─── INFORMATION PROVIDED ───

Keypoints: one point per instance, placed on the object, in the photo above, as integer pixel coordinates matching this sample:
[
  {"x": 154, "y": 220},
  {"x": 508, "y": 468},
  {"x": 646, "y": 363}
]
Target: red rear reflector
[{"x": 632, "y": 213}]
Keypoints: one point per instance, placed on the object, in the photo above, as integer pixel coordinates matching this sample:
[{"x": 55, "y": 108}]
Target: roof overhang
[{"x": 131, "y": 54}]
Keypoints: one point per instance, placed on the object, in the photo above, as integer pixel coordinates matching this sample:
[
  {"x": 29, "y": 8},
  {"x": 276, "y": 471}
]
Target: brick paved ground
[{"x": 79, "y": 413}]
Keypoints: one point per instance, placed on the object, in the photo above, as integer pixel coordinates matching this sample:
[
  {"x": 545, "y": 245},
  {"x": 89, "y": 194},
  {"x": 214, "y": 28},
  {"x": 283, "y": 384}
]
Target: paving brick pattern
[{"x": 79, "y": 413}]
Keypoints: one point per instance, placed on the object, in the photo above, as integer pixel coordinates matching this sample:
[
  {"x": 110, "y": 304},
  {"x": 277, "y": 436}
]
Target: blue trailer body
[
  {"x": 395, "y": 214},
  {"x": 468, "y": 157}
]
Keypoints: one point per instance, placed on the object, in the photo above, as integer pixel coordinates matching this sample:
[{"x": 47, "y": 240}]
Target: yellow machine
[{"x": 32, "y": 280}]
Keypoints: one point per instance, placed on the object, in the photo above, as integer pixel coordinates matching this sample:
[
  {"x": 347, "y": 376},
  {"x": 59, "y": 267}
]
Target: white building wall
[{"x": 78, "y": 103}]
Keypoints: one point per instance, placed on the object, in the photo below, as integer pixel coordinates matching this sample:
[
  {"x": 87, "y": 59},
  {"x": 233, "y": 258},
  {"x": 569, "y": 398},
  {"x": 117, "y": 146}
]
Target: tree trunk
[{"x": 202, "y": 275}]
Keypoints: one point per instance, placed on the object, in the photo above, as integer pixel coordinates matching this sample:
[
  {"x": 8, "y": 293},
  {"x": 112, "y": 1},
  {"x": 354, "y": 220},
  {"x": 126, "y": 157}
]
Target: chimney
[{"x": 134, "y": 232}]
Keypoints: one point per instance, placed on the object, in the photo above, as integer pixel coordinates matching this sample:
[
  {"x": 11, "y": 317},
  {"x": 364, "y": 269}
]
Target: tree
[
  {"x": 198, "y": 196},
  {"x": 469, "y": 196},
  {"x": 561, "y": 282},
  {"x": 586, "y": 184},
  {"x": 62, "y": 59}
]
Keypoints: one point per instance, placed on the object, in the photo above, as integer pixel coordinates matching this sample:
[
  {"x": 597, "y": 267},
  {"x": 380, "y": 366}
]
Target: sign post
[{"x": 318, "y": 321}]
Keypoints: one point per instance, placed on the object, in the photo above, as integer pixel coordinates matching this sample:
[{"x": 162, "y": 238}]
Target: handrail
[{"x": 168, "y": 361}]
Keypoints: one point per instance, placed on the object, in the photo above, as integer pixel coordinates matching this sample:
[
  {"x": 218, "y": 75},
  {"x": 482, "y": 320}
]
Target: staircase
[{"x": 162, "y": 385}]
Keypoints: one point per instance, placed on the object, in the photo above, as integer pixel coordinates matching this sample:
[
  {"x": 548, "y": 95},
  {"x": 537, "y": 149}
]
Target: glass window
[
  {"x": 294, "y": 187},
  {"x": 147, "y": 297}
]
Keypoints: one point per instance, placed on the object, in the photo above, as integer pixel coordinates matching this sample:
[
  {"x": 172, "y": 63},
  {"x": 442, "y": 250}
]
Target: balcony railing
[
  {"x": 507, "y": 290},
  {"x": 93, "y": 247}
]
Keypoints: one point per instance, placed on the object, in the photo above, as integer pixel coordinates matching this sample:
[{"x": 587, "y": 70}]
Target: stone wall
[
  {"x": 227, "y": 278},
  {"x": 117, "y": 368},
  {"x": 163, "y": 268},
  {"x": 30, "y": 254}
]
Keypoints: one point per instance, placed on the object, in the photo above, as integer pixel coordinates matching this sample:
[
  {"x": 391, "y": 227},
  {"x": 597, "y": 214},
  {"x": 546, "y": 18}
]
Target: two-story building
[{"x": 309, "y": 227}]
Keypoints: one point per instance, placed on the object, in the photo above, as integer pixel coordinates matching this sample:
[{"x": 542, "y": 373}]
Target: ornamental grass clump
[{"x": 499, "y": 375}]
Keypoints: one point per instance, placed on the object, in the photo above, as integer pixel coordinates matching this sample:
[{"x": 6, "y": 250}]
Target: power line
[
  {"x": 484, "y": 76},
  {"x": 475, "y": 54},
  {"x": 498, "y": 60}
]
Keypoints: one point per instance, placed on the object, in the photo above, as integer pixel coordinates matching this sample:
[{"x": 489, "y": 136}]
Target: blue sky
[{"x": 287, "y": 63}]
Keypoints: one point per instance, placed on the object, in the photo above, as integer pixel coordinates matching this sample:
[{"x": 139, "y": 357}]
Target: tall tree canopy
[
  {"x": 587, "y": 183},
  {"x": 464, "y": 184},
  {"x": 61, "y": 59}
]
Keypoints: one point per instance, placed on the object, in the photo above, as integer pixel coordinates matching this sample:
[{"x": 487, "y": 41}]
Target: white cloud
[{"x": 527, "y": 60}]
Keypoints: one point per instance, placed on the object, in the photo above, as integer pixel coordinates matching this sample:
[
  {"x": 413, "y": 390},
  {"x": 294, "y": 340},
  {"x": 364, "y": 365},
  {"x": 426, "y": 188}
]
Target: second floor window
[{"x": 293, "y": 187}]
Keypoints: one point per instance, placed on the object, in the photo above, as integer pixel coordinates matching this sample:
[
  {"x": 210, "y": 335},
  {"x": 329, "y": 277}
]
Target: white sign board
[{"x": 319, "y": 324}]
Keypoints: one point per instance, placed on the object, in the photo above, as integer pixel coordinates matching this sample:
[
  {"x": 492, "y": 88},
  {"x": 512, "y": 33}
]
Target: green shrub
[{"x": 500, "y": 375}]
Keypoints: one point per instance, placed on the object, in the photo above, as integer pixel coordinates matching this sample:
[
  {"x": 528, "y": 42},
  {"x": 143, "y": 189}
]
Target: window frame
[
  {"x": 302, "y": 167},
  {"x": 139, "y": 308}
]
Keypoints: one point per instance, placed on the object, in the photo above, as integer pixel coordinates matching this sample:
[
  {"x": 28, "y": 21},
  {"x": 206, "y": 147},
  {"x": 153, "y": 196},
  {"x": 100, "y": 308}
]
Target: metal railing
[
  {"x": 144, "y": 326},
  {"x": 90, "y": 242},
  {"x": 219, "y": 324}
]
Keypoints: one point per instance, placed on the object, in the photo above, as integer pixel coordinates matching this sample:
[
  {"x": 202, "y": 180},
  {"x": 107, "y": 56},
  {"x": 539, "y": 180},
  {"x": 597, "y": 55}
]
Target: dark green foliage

───

Quote the data in full, keeping each word unchanged.

> TASK OUTPUT
Keypoints: one point per instance, placed on the object, in the photo above, as integer pixel coordinates matching this sample:
[
  {"x": 154, "y": 220},
  {"x": 508, "y": 468},
  {"x": 646, "y": 363}
]
Target: red rear reflector
[{"x": 632, "y": 213}]
Keypoints: one point per instance, placed on the object, in the photo above, as integer pixel coordinates matching this sample:
[{"x": 55, "y": 108}]
Target: roof overhang
[{"x": 131, "y": 54}]
Keypoints: one point per instance, placed on the object, in the photo above, as integer pixel coordinates matching this sample:
[
  {"x": 29, "y": 8},
  {"x": 276, "y": 471}
]
Target: brick paved ground
[{"x": 79, "y": 413}]
Keypoints: one point per instance, placed on the object, in the photo above, as integer pixel coordinates matching this sample:
[
  {"x": 545, "y": 245},
  {"x": 89, "y": 194},
  {"x": 214, "y": 28},
  {"x": 283, "y": 384}
]
Target: paving brick pattern
[{"x": 79, "y": 413}]
Keypoints: one point per instance, placed on the object, in the photo above, as integer pixel coordinates matching this sample:
[
  {"x": 110, "y": 304},
  {"x": 277, "y": 436}
]
Target: blue trailer body
[
  {"x": 395, "y": 214},
  {"x": 468, "y": 157}
]
Keypoints: one point per instance, placed on the object, in the photo above, as integer pixel coordinates matching this sample:
[{"x": 47, "y": 240}]
Target: yellow machine
[{"x": 32, "y": 280}]
Keypoints: one point per instance, placed on the object, in the photo above, as integer pixel coordinates matching this sample:
[
  {"x": 347, "y": 376},
  {"x": 59, "y": 267}
]
Target: white building wall
[{"x": 78, "y": 103}]
Keypoints: one point per instance, placed on the object, in the photo below, as integer pixel coordinates matching this sample:
[
  {"x": 87, "y": 59},
  {"x": 233, "y": 258},
  {"x": 569, "y": 398},
  {"x": 117, "y": 146}
]
Target: tree trunk
[{"x": 202, "y": 275}]
Keypoints: one point per instance, placed on the object, in the photo above, as integer pixel coordinates matching this sample:
[
  {"x": 8, "y": 293},
  {"x": 112, "y": 1},
  {"x": 354, "y": 220},
  {"x": 126, "y": 157}
]
Target: chimney
[{"x": 134, "y": 232}]
Keypoints: one point per instance, placed on the object, in the photo above, as integer pixel coordinates matching this sample:
[
  {"x": 11, "y": 317},
  {"x": 364, "y": 269}
]
Target: tree
[
  {"x": 198, "y": 196},
  {"x": 469, "y": 196},
  {"x": 561, "y": 282},
  {"x": 586, "y": 184},
  {"x": 62, "y": 59}
]
Keypoints: one point per instance, placed on the object, in the photo above, as integer pixel coordinates matching this sample:
[
  {"x": 597, "y": 267},
  {"x": 380, "y": 366}
]
Target: sign post
[{"x": 318, "y": 321}]
Keypoints: one point per instance, placed on the object, in the photo above, as integer pixel coordinates matching this sample:
[{"x": 162, "y": 238}]
Target: handrail
[{"x": 168, "y": 361}]
Keypoints: one point per instance, placed on the object, in the photo above, as integer pixel coordinates matching this sample:
[
  {"x": 218, "y": 75},
  {"x": 482, "y": 320}
]
Target: staircase
[{"x": 162, "y": 385}]
Keypoints: one point per instance, placed on the object, in the photo above, as integer pixel coordinates matching this sample:
[
  {"x": 548, "y": 95},
  {"x": 537, "y": 149}
]
Target: glass window
[
  {"x": 294, "y": 187},
  {"x": 147, "y": 297}
]
Keypoints: one point per instance, placed on the object, in the photo above, as integer pixel coordinates matching this sample:
[
  {"x": 172, "y": 63},
  {"x": 442, "y": 250}
]
Target: balcony railing
[
  {"x": 507, "y": 290},
  {"x": 93, "y": 247}
]
Keypoints: one point per instance, placed on the object, in the photo above, as integer pixel coordinates matching this sample:
[{"x": 587, "y": 70}]
Target: stone wall
[
  {"x": 227, "y": 278},
  {"x": 117, "y": 368},
  {"x": 163, "y": 268},
  {"x": 30, "y": 254}
]
Keypoints: one point per instance, placed on the object, in the photo above, as integer pixel coordinates matching this sample:
[
  {"x": 391, "y": 227},
  {"x": 597, "y": 214},
  {"x": 546, "y": 18}
]
Target: two-story building
[{"x": 309, "y": 227}]
Keypoints: one point per instance, placed on the object, in the photo above, as integer pixel coordinates matching this sample:
[{"x": 542, "y": 373}]
Target: ornamental grass clump
[{"x": 499, "y": 375}]
Keypoints: one point per instance, placed on the object, in the photo above, as integer pixel coordinates matching this sample:
[{"x": 6, "y": 250}]
Target: power line
[
  {"x": 484, "y": 76},
  {"x": 475, "y": 54},
  {"x": 498, "y": 60}
]
Keypoints: one point per instance, placed on the object, in the photo above, as integer pixel coordinates matching this sample:
[{"x": 489, "y": 136}]
Target: blue sky
[{"x": 287, "y": 63}]
Keypoints: one point per instance, placed on the object, in the photo above, as integer pixel coordinates matching this sample:
[{"x": 139, "y": 357}]
Target: tall tree canopy
[
  {"x": 587, "y": 183},
  {"x": 464, "y": 184},
  {"x": 61, "y": 59}
]
Keypoints: one point per instance, placed on the object, in the photo above, as integer pixel coordinates matching this sample:
[{"x": 487, "y": 41}]
Target: white cloud
[{"x": 527, "y": 60}]
Keypoints: one point per instance, placed on the object, in the photo above, as integer pixel coordinates matching this sample:
[
  {"x": 413, "y": 390},
  {"x": 294, "y": 340},
  {"x": 364, "y": 365},
  {"x": 426, "y": 188}
]
Target: second floor window
[{"x": 293, "y": 187}]
Keypoints: one point per instance, placed on the object, in the photo above, as integer pixel coordinates matching this sample:
[
  {"x": 210, "y": 335},
  {"x": 329, "y": 277}
]
Target: white sign board
[{"x": 319, "y": 324}]
Keypoints: one point per instance, placed on the object, in the photo above, as integer pixel coordinates matching this sample:
[
  {"x": 492, "y": 88},
  {"x": 512, "y": 33}
]
Target: green shrub
[{"x": 500, "y": 375}]
Keypoints: one point per instance, placed on the object, in the photo above, as integer pixel coordinates matching this sample:
[
  {"x": 528, "y": 42},
  {"x": 143, "y": 189}
]
Target: window frame
[
  {"x": 302, "y": 167},
  {"x": 139, "y": 308}
]
Keypoints: one point per instance, placed on the object, in the photo above, as integer pixel coordinates matching this sample:
[
  {"x": 28, "y": 21},
  {"x": 206, "y": 147},
  {"x": 153, "y": 196},
  {"x": 100, "y": 308}
]
Target: metal railing
[
  {"x": 144, "y": 326},
  {"x": 90, "y": 242},
  {"x": 219, "y": 324}
]
Keypoints: one point per instance, placed on the object, in the photo above, as integer pixel coordinates matching this sample:
[
  {"x": 202, "y": 180},
  {"x": 107, "y": 56},
  {"x": 539, "y": 180},
  {"x": 597, "y": 55}
]
Target: dark green foliage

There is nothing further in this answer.